━━ Provided records

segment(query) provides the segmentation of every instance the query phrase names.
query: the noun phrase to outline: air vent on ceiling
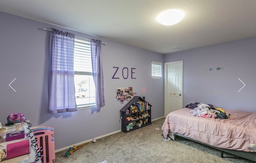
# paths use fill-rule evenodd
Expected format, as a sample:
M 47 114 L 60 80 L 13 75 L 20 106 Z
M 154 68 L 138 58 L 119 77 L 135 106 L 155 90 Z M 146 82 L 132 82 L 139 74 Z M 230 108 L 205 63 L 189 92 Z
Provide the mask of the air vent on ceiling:
M 172 48 L 170 48 L 173 50 L 178 50 L 182 49 L 183 48 L 181 47 L 180 46 L 174 46 Z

━━━━

Instructions for the task.
Write every line of the entries above as a JSON list of strings, one string per line, skipping blank lines and leaving out the pictures.

Solution to this exercise.
[
  "segment(query) provides the segmentation of every instance the query phrase names.",
  "query: the noun phrase to outline: air vent on ceiling",
  "# paths use fill-rule evenodd",
  "Expected format, as a sample:",
  "M 47 114 L 60 80 L 13 75 L 20 106 Z",
  "M 154 68 L 138 58 L 119 77 L 135 106 L 155 90 Z M 146 82 L 132 82 L 139 74 Z M 230 108 L 205 63 L 189 92 Z",
  "Provide the mask of the air vent on ceiling:",
  "M 172 48 L 170 48 L 173 50 L 178 50 L 182 49 L 183 48 L 181 47 L 180 46 L 174 46 Z"
]